>> Begin Given passage
Off course you can't compare the e.g. RCS of a specifically modified Tornado or Typhoon with a "pure" stealth aircraft with an enclosed weapons-bay. But certainly with non modified
4 or 4/5 generation aircraft's - which constitute 90% of the present NATO forces.


buffnut453 said:


> View attachment 664086
> 
> 
> View attachment 664087
> ...


That is why civilian airliners as such are banned from operating in hot zones. The IAF and many others however use the existence of civilian aircraft's to strike targets that are not
banning civilian airliners in their airspace - without having declared a war. And certainly the Russian or any other military is concerned/worried about downing their own military
aircraft's. As you already mentioned the Stealth or any other military aircraft is just a part in a whole concept - and Russia doesn't have the money to cope with such a concept or to
develop/incorporate a similar concept and all it's necessary components. Not even to mention Stealth fighters/aircraft's as such.

Regards
Jagdflieger

Reactions: Informative Informative:
1 | Like List reactions


----------



## Macandy (Apr 8, 2022)

ThomasP said:


> I do not know how the F-35 compares to the F-22 in the air superiority role, but it is supposed to be formidable - and equally so or more so in its other intended roles.



The F-35 can overmatch any 4th Gen fighter, but nothing can take on an F-22 fighting on its terms - nothing.

Reactions: Agree Agree:
1 | Like List reactions


----------



## Macandy (Apr 8, 2022)

buffnut453 said:


> Also, interesting hypothetical comment about the S-400 not picking up the Tornado from other clutter....but I'd love to know at what range. If the S-400 can engage the Tonka at a range that's longer than that of the Tonka's weapons, then it's goodnight for the Tonka crew.
>> End Given passage
>> Begin Supplied information
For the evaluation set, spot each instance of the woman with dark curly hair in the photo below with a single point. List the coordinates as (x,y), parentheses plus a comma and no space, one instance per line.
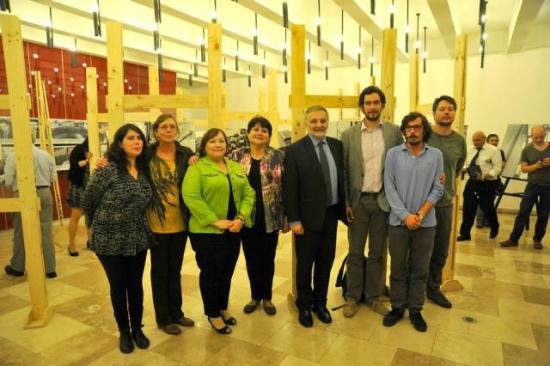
(115,202)
(78,176)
>> End Supplied information
* Tasks *
(a) Retype the forum thread above word for word, starting at the words "Off course you" and ending after "present NATO forces.".
(b) Based on the forum thread above, say whether each statement agrees with it. Answer yes or no and quote the deciding words.
(i) Non-modified 4 or 4/5 generation aircraft make up 90% of the present NATO forces.
(ii) Civilian airliners are allowed to operate in hot zones.
(iii) The F-35 can overmatch any 4th Gen fighter.
(c) Answer these questions from the forum thread above:
(i) Who signed the post that ends with "Regards"?
(ii) According to Macandy, what can nothing take on when it fights on its own terms?
(iii) What does buffnut453 say they would love to know about the S-400 not picking up the Tornado?

* Expected outputs *
(a)
Off course you can't compare the e.g. RCS of a specifically modified Tornado or Typhoon with a "pure" stealth aircraft with an enclosed weapons-bay. But certainly with non modified
4 or 4/5 generation aircraft's - which constitute 90% of the present NATO forces.

(b)
(i) Yes: "which constitute 90% of the present NATO forces"
(ii) No: "civilian airliners as such are banned from operating in hot zones"
(iii) Yes: "The F-35 can overmatch any 4th Gen fighter"

(c)
(i) Jagdflieger
(ii) An F-22
(iii) At what range